One caveat of the study is that the researchers focused only on mutations in single letters, or nucleotides, of DNA, not large rearrangements of chromosomes or increases in copies of a gene that frequently occur in cells as they become cancerous. The reason is that the researchers did not have a way to quantify the selective effect of those large mutations in their evolutionary models, although they are working on methods to address that problem now.

These large mutations are not negligible in cancer cell genomes: in some cancers, one out of every 10 million nucleotides undergoes a point mutation, but one of every three is involved in chromosomal rearrangements or increases in copy numbers, Beroukhim says. Still, it is unclear how much these big rearrangements contribute to cancer growth because they have yet to be quantified for individual cancers.

Townsend acknowledges that the findings are limited because they do not take into account these large changes in the genome. It is possible, he says, that the percentage of point mutations caused by environmental exposures, as opposed to intrinsic factors, is approximately the same for these other types of mutations, so the conclusions would largely be the same. But that hypothesis still must be confirmed. “We’ll learn in the future, but this is our first way of doing it,” Townsend says.
···
→ Work instructions
[A] In the passage on the cancer mutation study, what kind of mutations did the researchers focus on?
[B] From the passage on the cancer mutation study, repeat the part that opens with the words containing "One caveat of" and closes with "that problem now.".

→ Data shown
···
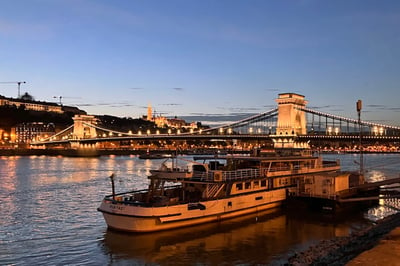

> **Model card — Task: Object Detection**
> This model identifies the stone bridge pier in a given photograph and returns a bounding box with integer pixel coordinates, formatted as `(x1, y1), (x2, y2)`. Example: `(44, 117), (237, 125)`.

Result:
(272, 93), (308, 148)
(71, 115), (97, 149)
···
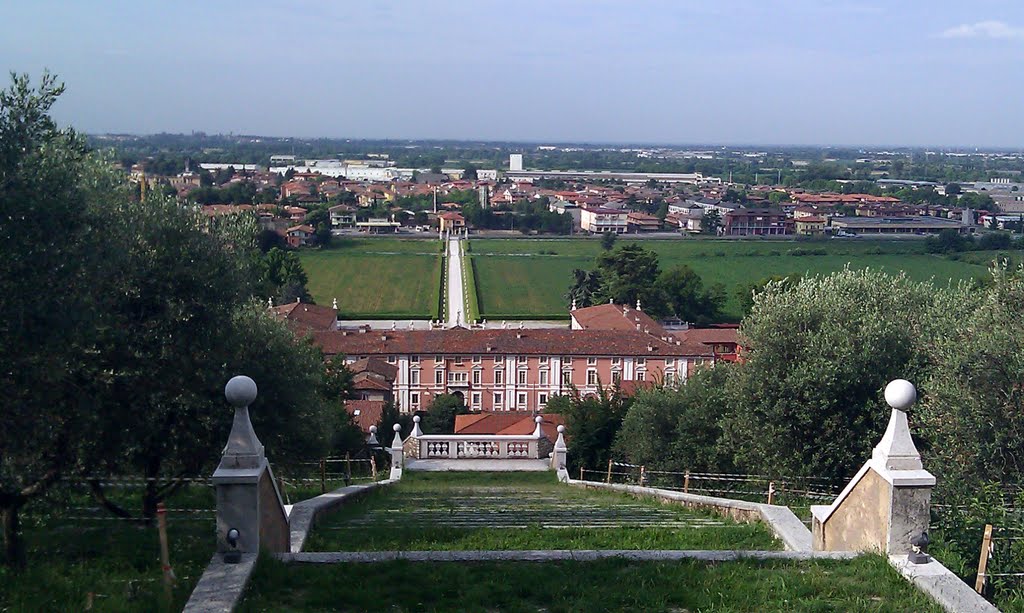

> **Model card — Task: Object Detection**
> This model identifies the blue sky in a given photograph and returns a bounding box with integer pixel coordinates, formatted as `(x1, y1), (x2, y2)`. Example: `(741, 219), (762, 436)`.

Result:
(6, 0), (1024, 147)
···
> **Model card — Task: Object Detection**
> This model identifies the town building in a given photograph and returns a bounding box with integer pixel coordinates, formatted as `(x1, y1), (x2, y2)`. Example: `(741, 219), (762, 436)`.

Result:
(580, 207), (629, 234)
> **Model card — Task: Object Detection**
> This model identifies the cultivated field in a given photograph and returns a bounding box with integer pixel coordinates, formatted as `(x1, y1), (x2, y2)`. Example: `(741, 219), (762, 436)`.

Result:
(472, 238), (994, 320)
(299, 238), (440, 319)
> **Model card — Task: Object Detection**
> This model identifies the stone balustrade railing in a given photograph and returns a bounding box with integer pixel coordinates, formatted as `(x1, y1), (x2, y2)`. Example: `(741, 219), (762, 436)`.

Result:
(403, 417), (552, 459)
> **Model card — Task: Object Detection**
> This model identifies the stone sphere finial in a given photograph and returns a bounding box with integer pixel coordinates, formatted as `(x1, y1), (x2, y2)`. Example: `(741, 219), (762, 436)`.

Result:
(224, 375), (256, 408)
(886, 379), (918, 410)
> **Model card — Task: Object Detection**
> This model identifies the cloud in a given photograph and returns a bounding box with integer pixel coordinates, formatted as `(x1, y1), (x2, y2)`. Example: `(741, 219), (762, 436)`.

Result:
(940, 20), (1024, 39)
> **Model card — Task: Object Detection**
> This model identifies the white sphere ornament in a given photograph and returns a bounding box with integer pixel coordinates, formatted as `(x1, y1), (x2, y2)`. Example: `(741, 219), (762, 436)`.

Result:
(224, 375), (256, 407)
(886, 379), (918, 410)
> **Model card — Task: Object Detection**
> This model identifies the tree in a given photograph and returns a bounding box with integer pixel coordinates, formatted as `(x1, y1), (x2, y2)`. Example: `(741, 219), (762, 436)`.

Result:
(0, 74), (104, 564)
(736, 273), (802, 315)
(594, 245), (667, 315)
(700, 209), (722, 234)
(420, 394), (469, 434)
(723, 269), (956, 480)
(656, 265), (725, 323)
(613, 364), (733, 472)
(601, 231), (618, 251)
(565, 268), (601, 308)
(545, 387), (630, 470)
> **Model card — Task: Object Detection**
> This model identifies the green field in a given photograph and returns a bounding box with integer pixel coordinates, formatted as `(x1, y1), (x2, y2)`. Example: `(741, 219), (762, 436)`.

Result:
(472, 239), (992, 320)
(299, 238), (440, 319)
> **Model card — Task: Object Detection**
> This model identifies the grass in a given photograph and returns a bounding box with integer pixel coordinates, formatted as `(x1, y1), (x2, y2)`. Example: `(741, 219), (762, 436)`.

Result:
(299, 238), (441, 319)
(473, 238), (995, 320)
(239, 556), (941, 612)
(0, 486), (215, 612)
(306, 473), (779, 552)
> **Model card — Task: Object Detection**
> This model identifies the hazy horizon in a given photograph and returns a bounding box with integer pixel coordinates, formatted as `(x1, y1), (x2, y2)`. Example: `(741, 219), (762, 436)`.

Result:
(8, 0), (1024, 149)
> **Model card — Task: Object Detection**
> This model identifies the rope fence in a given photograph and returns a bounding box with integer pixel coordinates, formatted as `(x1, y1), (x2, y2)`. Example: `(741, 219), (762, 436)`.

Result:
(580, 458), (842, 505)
···
→ Solutions per task
[A] Mutations in single letters, or nucleotides, of DNA.

[B]
One caveat of the study is that the researchers focused only on mutations in single letters, or nucleotides, of DNA, not large rearrangements of chromosomes or increases in copies of a gene that frequently occur in cells as they become cancerous. The reason is that the researchers did not have a way to quantify the selective effect of those large mutations in their evolutionary models, although they are working on methods to address that problem now.